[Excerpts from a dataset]
▬▬▬▬▬▬

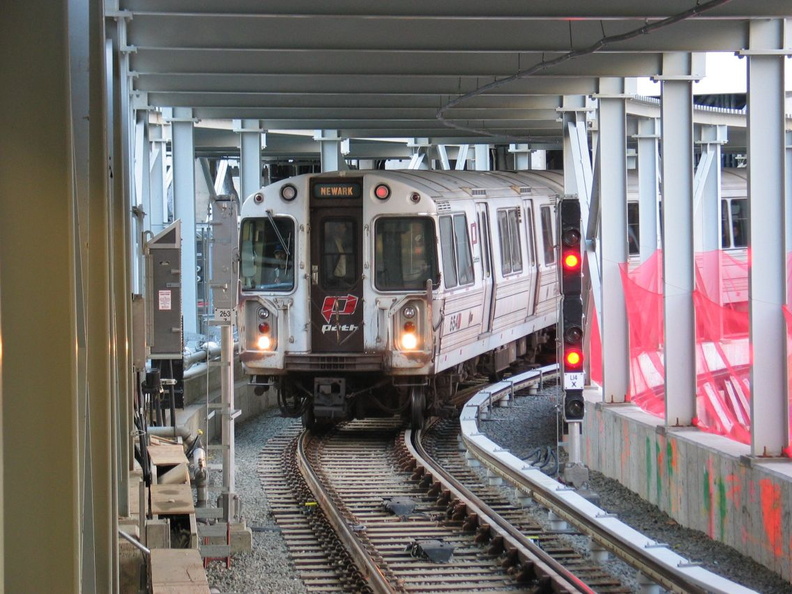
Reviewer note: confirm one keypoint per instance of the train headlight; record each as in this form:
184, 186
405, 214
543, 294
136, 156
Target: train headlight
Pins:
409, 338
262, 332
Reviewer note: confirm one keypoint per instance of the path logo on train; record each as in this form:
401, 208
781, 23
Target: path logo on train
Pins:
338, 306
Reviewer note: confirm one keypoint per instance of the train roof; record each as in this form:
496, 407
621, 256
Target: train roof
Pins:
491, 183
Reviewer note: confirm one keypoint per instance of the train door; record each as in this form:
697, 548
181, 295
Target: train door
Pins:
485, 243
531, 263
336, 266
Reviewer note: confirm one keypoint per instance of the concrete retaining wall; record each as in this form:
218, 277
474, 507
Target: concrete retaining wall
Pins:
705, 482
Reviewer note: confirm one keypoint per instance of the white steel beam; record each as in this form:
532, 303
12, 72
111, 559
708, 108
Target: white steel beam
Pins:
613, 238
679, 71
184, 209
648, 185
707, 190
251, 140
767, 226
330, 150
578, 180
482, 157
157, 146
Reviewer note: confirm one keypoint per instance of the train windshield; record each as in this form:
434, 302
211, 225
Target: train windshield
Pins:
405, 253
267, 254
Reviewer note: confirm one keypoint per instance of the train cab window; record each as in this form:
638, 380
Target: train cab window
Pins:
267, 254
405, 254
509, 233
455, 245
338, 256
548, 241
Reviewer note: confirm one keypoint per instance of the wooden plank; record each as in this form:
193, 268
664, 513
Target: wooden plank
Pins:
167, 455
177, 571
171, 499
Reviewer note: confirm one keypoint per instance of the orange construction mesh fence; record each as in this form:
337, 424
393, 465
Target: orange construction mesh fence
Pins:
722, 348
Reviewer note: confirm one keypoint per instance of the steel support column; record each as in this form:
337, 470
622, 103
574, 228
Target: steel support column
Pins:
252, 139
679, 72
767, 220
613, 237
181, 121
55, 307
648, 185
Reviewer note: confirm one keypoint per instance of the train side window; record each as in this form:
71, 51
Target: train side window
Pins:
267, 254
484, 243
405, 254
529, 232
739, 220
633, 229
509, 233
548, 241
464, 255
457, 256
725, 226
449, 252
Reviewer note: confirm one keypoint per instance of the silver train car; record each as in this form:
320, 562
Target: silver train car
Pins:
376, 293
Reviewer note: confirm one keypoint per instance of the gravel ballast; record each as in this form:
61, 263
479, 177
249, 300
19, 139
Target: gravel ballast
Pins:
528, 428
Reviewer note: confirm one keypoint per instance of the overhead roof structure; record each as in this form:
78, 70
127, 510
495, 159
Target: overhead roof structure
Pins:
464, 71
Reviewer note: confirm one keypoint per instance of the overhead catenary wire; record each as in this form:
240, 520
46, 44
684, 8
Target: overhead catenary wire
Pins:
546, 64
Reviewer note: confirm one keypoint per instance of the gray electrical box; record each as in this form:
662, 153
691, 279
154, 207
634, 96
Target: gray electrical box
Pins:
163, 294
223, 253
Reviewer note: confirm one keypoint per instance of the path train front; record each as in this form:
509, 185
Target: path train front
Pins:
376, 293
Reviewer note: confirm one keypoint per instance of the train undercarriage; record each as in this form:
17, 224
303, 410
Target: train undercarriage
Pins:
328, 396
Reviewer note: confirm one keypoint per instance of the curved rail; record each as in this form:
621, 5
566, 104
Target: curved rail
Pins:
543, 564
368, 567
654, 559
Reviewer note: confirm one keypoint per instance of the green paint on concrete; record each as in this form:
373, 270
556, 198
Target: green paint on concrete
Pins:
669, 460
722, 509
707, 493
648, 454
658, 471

▬▬▬▬▬▬

Task instructions: Your response must restate every record above exactly, with each picture omitted.

Output for this exercise:
Reviewer note: confirm one keypoint per instance of the train headlight; record each as in this form:
184, 186
405, 214
543, 294
136, 156
Target: train headlight
Pins:
409, 338
262, 332
Reviewer note: confirm one keypoint per instance of the path logo on train; record each as in this form:
401, 208
781, 23
Target: path logo on train
Pins:
338, 306
Reviewer note: confirm one keypoint per instance of the train roof; record each as in this form:
496, 407
621, 256
Target: train roof
Pins:
491, 183
Reviewer note: confirm one keypoint per instance of the train door; record each as in this form:
697, 548
181, 295
Target: train door
Pins:
485, 243
531, 263
336, 266
Reviewer note: confirm one keypoint per instance of the concrete retaining wall; record each as in this form:
218, 277
474, 507
Target: concrete retaining wall
Pins:
705, 482
Reviewer note: confirm one keypoint per instance of the white steel beam; record each as in this form:
532, 303
12, 72
111, 559
708, 108
Target: white steel beam
Pins:
613, 238
679, 71
184, 209
648, 185
707, 190
251, 140
767, 226
330, 150
578, 180
482, 157
157, 146
Reviewer note: confirm one keypoint per instance of the train windshield; record each as in this form:
434, 302
211, 225
Target: train windshield
Pins:
405, 253
267, 254
Reviewer note: confirm one keypoint per instance of the train cab window; record each as in this form:
638, 380
Target: train cab window
Pins:
267, 254
405, 254
509, 233
455, 245
338, 256
548, 241
Reviewer note: confirm one keypoint per instance of the wooden plank; record each as in this form:
193, 268
664, 513
Target: wooden plank
Pins:
167, 455
177, 571
171, 499
Reviewer note: confirm one keypoint per instance of the orange construction mesh fence; record each as in this form:
337, 424
393, 465
Target: orange construction mesh fence
Pins:
722, 348
Reviewer note: confirm one keypoint per instance of the steel support column; record each as in this form:
337, 470
622, 103
574, 228
Target: steel support column
Pins:
252, 139
679, 72
767, 220
613, 237
181, 121
55, 307
648, 185
Reviewer note: confirm one keypoint per instance of the train side window; record each as in this form:
71, 51
Target: train side window
Pins:
267, 254
484, 243
405, 254
529, 232
739, 220
633, 229
509, 233
548, 241
464, 255
457, 256
725, 226
449, 252
Reviewer note: confirm one keypoint per instance of the silver train car; record each as in this form:
320, 562
Target: silver train car
Pins:
376, 293
Reviewer note: confirm one keypoint per instance of the gravel ballast; record each as in this form:
61, 263
479, 177
249, 300
19, 139
Target: gravel ballast
Pins:
528, 428
Reviewer note: confirm one keypoint per instance of the overhead roof structure; record each as in this form:
78, 70
127, 510
495, 159
Target: overhead roof structure
Pins:
464, 71
Reviewer note: confirm one keypoint per instance of the overhead catenary wire; record each as in this form:
240, 520
46, 44
684, 8
Target: overhead catenary wire
Pins:
546, 64
Reviewer note: confirm one keypoint per instance of the gray electrical box; record each as in this form:
662, 153
691, 279
154, 207
634, 96
Target: gray electrical box
Pins:
163, 294
223, 253
Reviewer note: confirm one keypoint per instance of the path train front; record each as in this form:
509, 185
Target: path train front
Pins:
376, 293
Reviewer note: confirm one keypoint per instance of the train undercarriage; record each as in this form:
17, 224
303, 410
Target: train undercarriage
Pins:
328, 396
Reviewer note: confirm one keypoint per instance of the curved rail; record each as in this form:
621, 5
566, 104
Target: curved rail
Pins:
543, 564
368, 567
654, 559
Reviewer note: confirm one keypoint per instance of the green paint on concrete; record each as in this form:
373, 270
556, 198
Target: green paint on concrete
Pins:
669, 460
722, 509
707, 493
648, 454
658, 471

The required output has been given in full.